Reputation: 73
I have some code in assembly which behaves a little bit strange. I have a C extern function that calls with asm another function from an .asm file. This C function puts on the stack three addresses used by my function from .asm file. All went well untill this appeared:
; Let's say we take from the stack first parameter from my C function.
; This parameter is a string of bytes that respect this format:
; - first 4 bytes are the sign representation of a big number
; - second 4 bytes are the length representation of a big number
; - following bytes are the actual big number
section .data
operand1 dd 0
section .text
global main
main:
push ebp
mov ebp, esp
mov eax, [ebp + 8] ; Here eax will contain the address where my big number begins.
lea eax, [eax + 8] ; Here eax will contain the address where
; my actual big number begins.
mov [operand1], eax
PRINT_STRING "[eax] is: "

◆ Input rows ◆
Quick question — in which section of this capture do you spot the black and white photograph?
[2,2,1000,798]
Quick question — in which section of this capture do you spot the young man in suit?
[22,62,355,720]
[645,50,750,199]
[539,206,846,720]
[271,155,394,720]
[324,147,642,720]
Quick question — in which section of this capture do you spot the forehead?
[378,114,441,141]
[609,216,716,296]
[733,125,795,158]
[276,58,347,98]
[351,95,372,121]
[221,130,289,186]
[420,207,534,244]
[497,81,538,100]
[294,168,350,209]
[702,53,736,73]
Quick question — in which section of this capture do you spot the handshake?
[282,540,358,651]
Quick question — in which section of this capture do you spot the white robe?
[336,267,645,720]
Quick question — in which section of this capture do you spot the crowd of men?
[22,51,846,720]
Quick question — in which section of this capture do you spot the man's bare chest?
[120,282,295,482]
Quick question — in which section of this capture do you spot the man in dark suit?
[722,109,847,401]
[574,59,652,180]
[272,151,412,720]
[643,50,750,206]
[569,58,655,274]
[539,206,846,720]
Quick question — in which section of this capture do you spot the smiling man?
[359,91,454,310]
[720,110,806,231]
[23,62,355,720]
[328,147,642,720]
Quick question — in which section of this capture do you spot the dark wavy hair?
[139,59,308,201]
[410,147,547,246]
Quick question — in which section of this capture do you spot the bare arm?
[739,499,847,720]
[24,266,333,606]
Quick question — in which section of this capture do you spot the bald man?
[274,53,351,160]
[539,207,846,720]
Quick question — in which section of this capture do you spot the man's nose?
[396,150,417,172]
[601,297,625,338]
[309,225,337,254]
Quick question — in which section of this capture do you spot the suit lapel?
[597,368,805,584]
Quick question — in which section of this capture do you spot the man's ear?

◆ Tasks for this exercise ◆
(A) Collect every line from the entries that contains the string "bare", treating uppercase and lowercase as distinct.
(B) Continue the assembly question from the point where it stops.

◆ Answers for this exercise ◆
(A)
Quick question — in which section of this capture do you spot the man's bare chest?
Quick question — in which section of this capture do you spot the bare arm?

(B)
PRINT_HEX 1, [eax] ; a SASM macro which prints a byte as HEX
NEWLINE
PRINT_STRING "[operand1] is: "
PRINT_HEX 1, [operand1]
NEWLINE
leave
ret
When running this code, I get at the terminal the correct output for [eax], and for [operand1] it keeps printing a number which will not change if I modify that first parameter of my C function. What am I doing wrong here?
Upvotes: 2
Views: 270
Reputation: 47573
I made an understandable mistake. When doing:
mov [operand1], eax
PRINT_STRING "[operand1] is: "
PRINT_HEX 1, [operand1]
NEWLINE
This code prints the first byte of the content (which is the address where my actual big number begins) contained at the address where this local variable (operand1) resides. In order to get the actual value which resides at [operand1] I had to do this:
mov ebx, [operand1]
PRINT_STRING "[operand1] is: "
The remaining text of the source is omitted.